↓

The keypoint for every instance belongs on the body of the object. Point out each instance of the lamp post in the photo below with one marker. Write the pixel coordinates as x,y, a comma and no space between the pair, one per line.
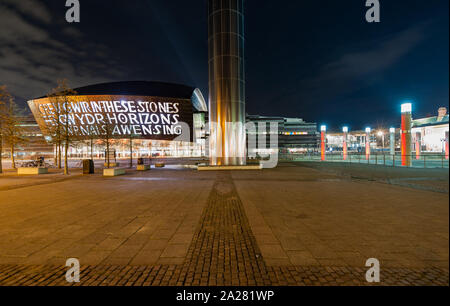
323,139
381,134
418,145
344,145
368,131
392,140
406,134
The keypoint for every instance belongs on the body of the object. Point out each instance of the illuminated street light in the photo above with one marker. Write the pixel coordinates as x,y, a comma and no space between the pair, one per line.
406,134
381,134
392,140
323,139
344,144
368,130
406,108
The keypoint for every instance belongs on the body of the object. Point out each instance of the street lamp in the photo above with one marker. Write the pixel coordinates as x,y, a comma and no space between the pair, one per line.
323,137
381,134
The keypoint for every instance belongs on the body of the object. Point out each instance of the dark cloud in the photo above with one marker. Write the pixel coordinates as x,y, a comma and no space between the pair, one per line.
32,60
354,70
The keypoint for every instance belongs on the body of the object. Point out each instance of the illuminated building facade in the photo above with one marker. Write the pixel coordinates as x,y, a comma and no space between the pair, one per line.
431,132
161,119
294,134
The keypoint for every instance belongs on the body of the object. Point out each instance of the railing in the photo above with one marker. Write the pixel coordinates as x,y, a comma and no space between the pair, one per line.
425,160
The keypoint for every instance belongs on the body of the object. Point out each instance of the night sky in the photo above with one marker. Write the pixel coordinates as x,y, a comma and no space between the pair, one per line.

↑

_YOUR INSTRUCTIONS:_ Please reproduce all of the lines above word for word, leaving out the picture.

_RESULT BELOW:_
The keypoint for every instance belongs on the body of the object. Point out each instance of the lamp post in the photo below with one marker. Write the pixel coordinates as x,y, a comma and no space between the pair, one per line.
323,139
381,134
418,145
344,145
368,131
392,140
406,134
The keypoint for every instance belongs on the body of the object. Point out each instance of the illuminated street light in the photo above with one marker. Write the pixel coordinates as x,y, a comma and no space between the pair, one per line.
406,134
381,134
392,140
323,139
344,144
368,130
406,108
The keypoint for every instance belongs on the body of the object. Point out each instance of the street lamp in the photo above with one marker. Write the pixel coordinates as x,y, a comma and no space between the pair, one per line.
323,137
381,134
The keypoint for every instance belongs on the body of the object. Point out each instance of the dark cloud in the photo above with one marker. Write the pixel coordinates as x,y, a comma and no space between the pair, one per line.
32,60
354,70
The keypoint for every instance belongs on the body of the object. Point out each instance of the illuminated building facade in the photo above with one marker. Write the pixel coordinates as x,y, a comma and no space between the pair, one per line.
431,132
161,119
294,134
The keypoint for every instance belongs on the body of the object. Point out each instance of the railing in the photo above with one marker. Write the pixel coordinates as x,y, a comma and no space between the pair, one per line.
425,160
The keypoint for every instance belongs on the body of the object. Point out each instance of the night sky in the photo above with one marker. Write the pixel coordinates as x,y, a comma and no space between the pair, one per line.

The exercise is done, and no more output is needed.